To do ▸ Please set down each of the rows below word for word, with nothing changed.

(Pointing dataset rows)
◇ ◇ ◇ ◇

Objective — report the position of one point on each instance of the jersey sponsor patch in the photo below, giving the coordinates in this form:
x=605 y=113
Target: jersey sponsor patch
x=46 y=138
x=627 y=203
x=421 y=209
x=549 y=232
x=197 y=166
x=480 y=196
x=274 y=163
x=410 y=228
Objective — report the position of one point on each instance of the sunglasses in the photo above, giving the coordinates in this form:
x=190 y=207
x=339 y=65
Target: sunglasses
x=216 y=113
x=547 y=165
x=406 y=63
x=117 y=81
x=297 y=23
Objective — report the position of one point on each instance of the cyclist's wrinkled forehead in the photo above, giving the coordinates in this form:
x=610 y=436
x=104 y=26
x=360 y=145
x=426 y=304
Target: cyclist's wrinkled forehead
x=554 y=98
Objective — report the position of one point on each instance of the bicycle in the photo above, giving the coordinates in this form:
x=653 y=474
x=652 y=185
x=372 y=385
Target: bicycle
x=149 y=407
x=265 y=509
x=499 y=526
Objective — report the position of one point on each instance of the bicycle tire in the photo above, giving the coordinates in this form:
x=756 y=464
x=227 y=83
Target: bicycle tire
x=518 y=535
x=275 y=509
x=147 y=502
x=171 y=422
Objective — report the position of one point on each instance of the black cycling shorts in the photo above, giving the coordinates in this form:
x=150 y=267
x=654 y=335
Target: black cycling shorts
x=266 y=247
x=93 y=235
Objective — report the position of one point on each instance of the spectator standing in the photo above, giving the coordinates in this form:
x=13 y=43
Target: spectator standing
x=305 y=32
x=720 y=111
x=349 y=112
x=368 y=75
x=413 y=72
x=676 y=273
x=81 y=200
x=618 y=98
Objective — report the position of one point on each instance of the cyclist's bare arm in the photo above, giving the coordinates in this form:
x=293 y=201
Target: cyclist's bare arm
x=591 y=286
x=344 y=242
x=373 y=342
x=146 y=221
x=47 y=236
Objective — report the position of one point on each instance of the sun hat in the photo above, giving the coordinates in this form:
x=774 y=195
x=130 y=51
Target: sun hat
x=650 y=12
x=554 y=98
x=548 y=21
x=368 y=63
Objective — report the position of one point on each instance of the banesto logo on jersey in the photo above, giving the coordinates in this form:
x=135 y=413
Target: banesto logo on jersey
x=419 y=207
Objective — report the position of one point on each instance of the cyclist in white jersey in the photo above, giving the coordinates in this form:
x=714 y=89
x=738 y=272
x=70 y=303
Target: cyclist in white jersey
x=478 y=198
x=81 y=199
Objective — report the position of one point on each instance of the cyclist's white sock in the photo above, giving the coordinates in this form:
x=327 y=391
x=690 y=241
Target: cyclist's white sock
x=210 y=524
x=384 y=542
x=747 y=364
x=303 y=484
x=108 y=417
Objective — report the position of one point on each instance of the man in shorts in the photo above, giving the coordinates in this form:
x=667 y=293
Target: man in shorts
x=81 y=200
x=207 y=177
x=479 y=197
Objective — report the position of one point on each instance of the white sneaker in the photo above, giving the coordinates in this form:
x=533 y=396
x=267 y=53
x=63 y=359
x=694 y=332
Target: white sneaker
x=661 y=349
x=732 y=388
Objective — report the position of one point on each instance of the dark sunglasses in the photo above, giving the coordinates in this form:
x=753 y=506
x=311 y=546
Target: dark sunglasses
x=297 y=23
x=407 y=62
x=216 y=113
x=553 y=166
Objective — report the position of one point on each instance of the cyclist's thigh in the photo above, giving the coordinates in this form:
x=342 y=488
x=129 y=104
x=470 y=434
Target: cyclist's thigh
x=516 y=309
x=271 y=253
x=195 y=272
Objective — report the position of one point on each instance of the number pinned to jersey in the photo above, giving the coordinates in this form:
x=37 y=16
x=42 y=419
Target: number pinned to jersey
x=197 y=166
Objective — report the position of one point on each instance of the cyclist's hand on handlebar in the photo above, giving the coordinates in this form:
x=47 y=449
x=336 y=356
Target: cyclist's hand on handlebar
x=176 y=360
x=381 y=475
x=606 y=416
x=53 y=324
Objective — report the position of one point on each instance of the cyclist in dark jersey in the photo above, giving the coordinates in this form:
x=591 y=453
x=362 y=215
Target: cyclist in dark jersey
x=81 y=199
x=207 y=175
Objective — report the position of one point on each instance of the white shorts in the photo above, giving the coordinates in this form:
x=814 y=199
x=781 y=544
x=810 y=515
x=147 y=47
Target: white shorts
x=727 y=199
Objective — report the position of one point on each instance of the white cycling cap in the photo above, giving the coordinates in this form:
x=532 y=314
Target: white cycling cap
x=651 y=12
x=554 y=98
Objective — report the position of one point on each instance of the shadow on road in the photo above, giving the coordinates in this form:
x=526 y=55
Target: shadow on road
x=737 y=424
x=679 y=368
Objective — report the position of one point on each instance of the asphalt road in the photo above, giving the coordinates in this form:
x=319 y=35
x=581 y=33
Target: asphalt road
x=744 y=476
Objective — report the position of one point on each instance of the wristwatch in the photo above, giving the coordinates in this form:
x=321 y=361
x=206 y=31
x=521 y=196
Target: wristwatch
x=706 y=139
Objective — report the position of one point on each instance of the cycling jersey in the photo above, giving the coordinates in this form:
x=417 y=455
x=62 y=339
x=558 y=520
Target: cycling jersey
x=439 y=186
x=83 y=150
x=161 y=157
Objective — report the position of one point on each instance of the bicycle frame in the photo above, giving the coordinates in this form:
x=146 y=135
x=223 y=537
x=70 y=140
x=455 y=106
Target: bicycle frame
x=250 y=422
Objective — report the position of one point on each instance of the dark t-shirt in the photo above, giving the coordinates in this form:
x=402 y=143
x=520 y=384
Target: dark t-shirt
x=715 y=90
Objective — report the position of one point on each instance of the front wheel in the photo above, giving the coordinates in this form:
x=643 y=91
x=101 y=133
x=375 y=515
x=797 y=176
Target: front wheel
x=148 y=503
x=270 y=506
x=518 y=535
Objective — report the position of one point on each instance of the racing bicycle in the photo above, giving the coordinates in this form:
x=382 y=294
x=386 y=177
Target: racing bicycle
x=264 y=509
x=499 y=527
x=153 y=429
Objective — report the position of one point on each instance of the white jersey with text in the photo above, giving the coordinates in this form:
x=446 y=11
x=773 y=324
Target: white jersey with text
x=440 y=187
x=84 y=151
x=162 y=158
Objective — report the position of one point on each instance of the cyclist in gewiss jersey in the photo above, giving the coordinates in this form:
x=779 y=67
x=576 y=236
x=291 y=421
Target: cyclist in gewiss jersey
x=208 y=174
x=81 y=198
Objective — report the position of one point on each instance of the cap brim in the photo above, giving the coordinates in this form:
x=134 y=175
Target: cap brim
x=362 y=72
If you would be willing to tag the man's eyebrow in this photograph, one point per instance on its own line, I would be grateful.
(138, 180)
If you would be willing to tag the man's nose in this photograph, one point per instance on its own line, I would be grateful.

◇ ◇ ◇ ◇

Exercise result ▸
Objective — report the position of one point on each instance of the jersey sponsor patch in the photo below, giving the coordinates in this form:
x=605 y=113
Target: jersey sponsor patch
x=46 y=138
x=627 y=203
x=421 y=209
x=549 y=232
x=197 y=166
x=480 y=196
x=274 y=163
x=410 y=228
Objective — report the position of one point on each instance of the sunglasses in the photo above, giving the coordinates in this form:
x=190 y=207
x=339 y=65
Target: sunglasses
x=216 y=113
x=547 y=165
x=406 y=63
x=117 y=81
x=297 y=23
Objective — report the position of one point on each instance of the cyclist's wrinkled forehead in the photo above, giving the coordinates in this form:
x=610 y=436
x=104 y=26
x=360 y=145
x=426 y=304
Target: cyclist's wrinkled forehead
x=554 y=98
Objective — report the position of one point on each instance of the bicycle in the photo above, giving the coordinates in this form:
x=653 y=474
x=652 y=185
x=372 y=385
Target: bicycle
x=149 y=407
x=265 y=509
x=499 y=526
Objective — report the position of one point on each instance of the bicycle tire in the photo above, giving the coordinates in this form:
x=756 y=464
x=227 y=83
Target: bicycle tire
x=518 y=535
x=275 y=509
x=147 y=502
x=171 y=422
Objective — report the position of one point on each instance of the black cycling shorts in the photo above, giving the coordinates in this form:
x=150 y=267
x=654 y=335
Target: black cycling shorts
x=266 y=247
x=93 y=235
Objective — report the position of one point on each instance of the spectator standing in the photo above, giving the coordinates in this form:
x=13 y=43
Target: spectator standing
x=305 y=32
x=720 y=111
x=349 y=112
x=368 y=75
x=413 y=72
x=676 y=273
x=81 y=200
x=618 y=98
Objective — report the position of one point on each instance of the cyclist's bare arm in the photo above, giving the coordinates in this form:
x=293 y=201
Target: cyclist's bare arm
x=591 y=286
x=344 y=242
x=373 y=342
x=146 y=221
x=47 y=236
Objective — report the position of one point on each instance of the sun hat in the photo above, giving the coordinates in this form:
x=774 y=195
x=130 y=51
Target: sun hat
x=650 y=12
x=554 y=98
x=548 y=21
x=368 y=63
Objective — report the position of one point on each instance of the banesto logo on jersey in the photo above, giving the coordinates in this form:
x=135 y=413
Target: banesto logo on jersey
x=419 y=207
Objective — report the position of one point on each instance of the cyclist in white jersey in the photo above, giving the coordinates in this form:
x=714 y=89
x=738 y=272
x=70 y=303
Target: cyclist in white jersey
x=478 y=198
x=81 y=199
Objective — report the position of one point on each instance of the cyclist's white sock in the photo above, giving the coordinates in this form:
x=327 y=391
x=690 y=241
Target: cyclist's white sock
x=210 y=524
x=384 y=542
x=747 y=364
x=303 y=484
x=108 y=417
Objective — report the position of one point on each instance of the man in shorts in the photo above, giving the coordinates in this form:
x=667 y=293
Target: man in shorts
x=81 y=200
x=207 y=177
x=479 y=197
Objective — report the position of one point on each instance of the white sneaker in the photo above, giving the coordinates in this form:
x=533 y=396
x=267 y=53
x=63 y=359
x=694 y=332
Target: white sneaker
x=661 y=349
x=732 y=388
Objective — report the position of one point on each instance of the dark sunglasses in the photo above, giving the coordinates in this form:
x=753 y=506
x=311 y=546
Target: dark sunglasses
x=297 y=23
x=407 y=62
x=216 y=113
x=553 y=166
Objective — report the position of one point on each instance of the cyclist's thigh in the photo above, giving the coordinates in this form:
x=342 y=488
x=129 y=104
x=470 y=434
Target: cyclist's thigh
x=516 y=309
x=271 y=253
x=195 y=272
Objective — report the position of one point on each instance of the number pinned to jersey in the photo above, giving the coordinates in this form:
x=37 y=16
x=42 y=419
Target: number pinned to jersey
x=197 y=166
Objective — report the position of one point on each instance of the cyclist's hand on handlebar in the photo above, giving the coordinates in this form:
x=47 y=449
x=336 y=356
Target: cyclist's hand on handlebar
x=176 y=360
x=381 y=475
x=606 y=416
x=53 y=324
Objective — report the position of one point on each instance of the cyclist in dark jersey in the photo above, giving the coordinates in this form:
x=591 y=453
x=362 y=215
Target: cyclist in dark jersey
x=81 y=199
x=207 y=175
Objective — report the position of one point on each instance of the white shorts in the photo above, giving the coordinates in this form:
x=814 y=199
x=781 y=544
x=810 y=515
x=147 y=47
Target: white shorts
x=727 y=199
Objective — report the position of one point on each instance of the white cycling cap in the photo above, giving the coordinates in this form:
x=532 y=314
Target: white cycling cap
x=651 y=12
x=554 y=98
Objective — report the position of one point on each instance of the shadow on road in the photo above, giving the coordinates in this form:
x=526 y=55
Target: shadow on road
x=737 y=424
x=679 y=368
Objective — report the position of one point on each instance of the asphalt road in the photo above, giving the coordinates in this form:
x=319 y=35
x=581 y=33
Target: asphalt road
x=744 y=476
Objective — report the position of one point on each instance of the wristwatch in the photo above, giving the coordinates in this form:
x=321 y=361
x=206 y=31
x=521 y=196
Target: wristwatch
x=706 y=139
Objective — report the position of one point on each instance of the cycling jersey in the photo above, giving the coordinates in this form:
x=417 y=455
x=62 y=339
x=558 y=520
Target: cycling jersey
x=439 y=186
x=83 y=150
x=161 y=157
Objective — report the position of one point on each instance of the bicycle frame in the photo above, giving the coordinates in this form:
x=146 y=135
x=223 y=537
x=70 y=140
x=455 y=106
Target: bicycle frame
x=250 y=422
Objective — report the position of one point on each instance of the dark t-shirt in the photo above, giving the coordinates in this form:
x=402 y=143
x=520 y=384
Target: dark t-shirt
x=715 y=90
Objective — report the position of one point on each instance of the front wheel in the photo above, giving the coordinates in this form:
x=643 y=91
x=101 y=133
x=375 y=515
x=797 y=176
Target: front wheel
x=148 y=503
x=270 y=506
x=518 y=535
Objective — report the position of one point on each instance of the racing bicycle in the photo above, giving the coordinates in this form:
x=382 y=294
x=386 y=177
Target: racing bicycle
x=264 y=509
x=499 y=527
x=153 y=429
Objective — report the position of one point on each instance of the white jersey with text in the photo above, giving the coordinates in this form:
x=446 y=11
x=773 y=324
Target: white jersey with text
x=440 y=187
x=84 y=151
x=162 y=158
Objective — report the position of one point on each instance of the cyclist in gewiss jersey in the photo above, giving the coordinates in this form:
x=779 y=67
x=576 y=236
x=291 y=421
Target: cyclist in gewiss jersey
x=208 y=174
x=81 y=198
Objective — report the position of one point on each instance of the cap brim in the photo above, giving the coordinates in this form:
x=134 y=175
Target: cap brim
x=362 y=72
If you would be willing to tag the man's eyebrow in this photograph, one point per instance on its own line, I would be grateful.
(138, 180)
If you would be willing to tag the man's nose in this photograph, one point per instance on its own line, I would be grateful.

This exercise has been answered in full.